## start

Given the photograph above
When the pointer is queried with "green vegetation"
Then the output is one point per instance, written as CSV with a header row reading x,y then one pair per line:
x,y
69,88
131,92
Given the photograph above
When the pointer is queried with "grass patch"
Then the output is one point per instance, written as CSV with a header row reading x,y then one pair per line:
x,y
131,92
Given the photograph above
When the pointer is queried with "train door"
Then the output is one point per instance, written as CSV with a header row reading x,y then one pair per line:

## end
## start

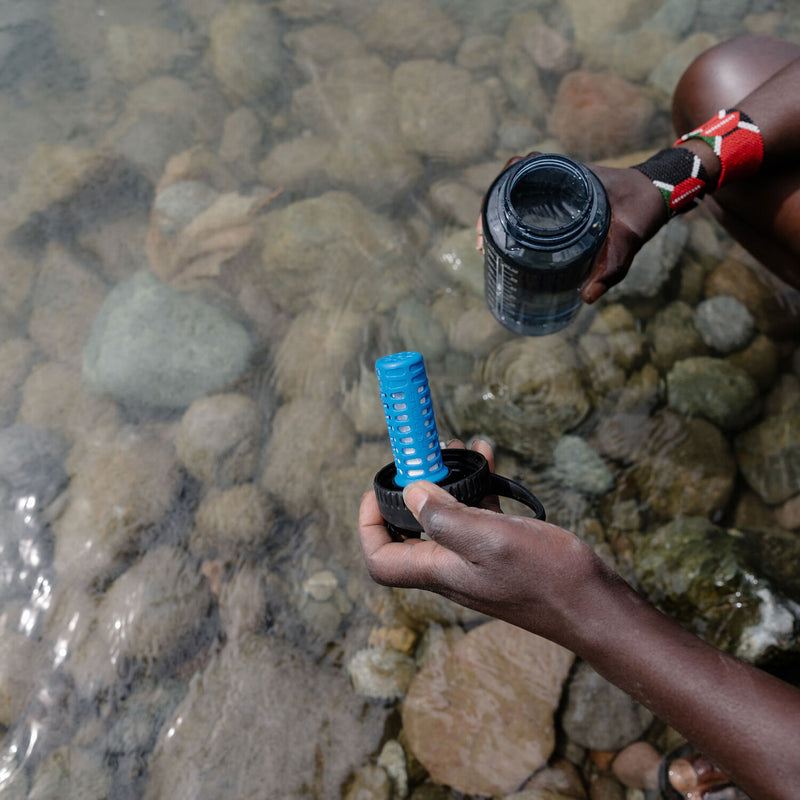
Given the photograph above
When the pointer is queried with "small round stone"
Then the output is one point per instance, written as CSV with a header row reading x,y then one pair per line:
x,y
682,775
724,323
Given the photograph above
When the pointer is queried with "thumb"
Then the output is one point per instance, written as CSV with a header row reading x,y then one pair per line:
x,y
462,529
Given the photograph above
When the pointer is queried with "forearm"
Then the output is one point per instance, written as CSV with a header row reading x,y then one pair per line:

## end
## start

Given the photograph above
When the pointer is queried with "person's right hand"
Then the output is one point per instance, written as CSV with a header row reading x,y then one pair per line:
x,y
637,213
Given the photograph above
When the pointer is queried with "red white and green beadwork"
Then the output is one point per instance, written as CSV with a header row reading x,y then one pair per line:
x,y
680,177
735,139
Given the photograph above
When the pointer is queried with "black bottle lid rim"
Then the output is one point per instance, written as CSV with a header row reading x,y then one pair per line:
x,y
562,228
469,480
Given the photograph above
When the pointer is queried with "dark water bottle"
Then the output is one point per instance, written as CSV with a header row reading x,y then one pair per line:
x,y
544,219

## end

Return every line from the entries above that contains the string "bottle", copying each line in full. Treat uppercase and lowercase as different.

When the pointer is queried with "black bottle lid rim"
When the pointer is queried with "dark water bottle"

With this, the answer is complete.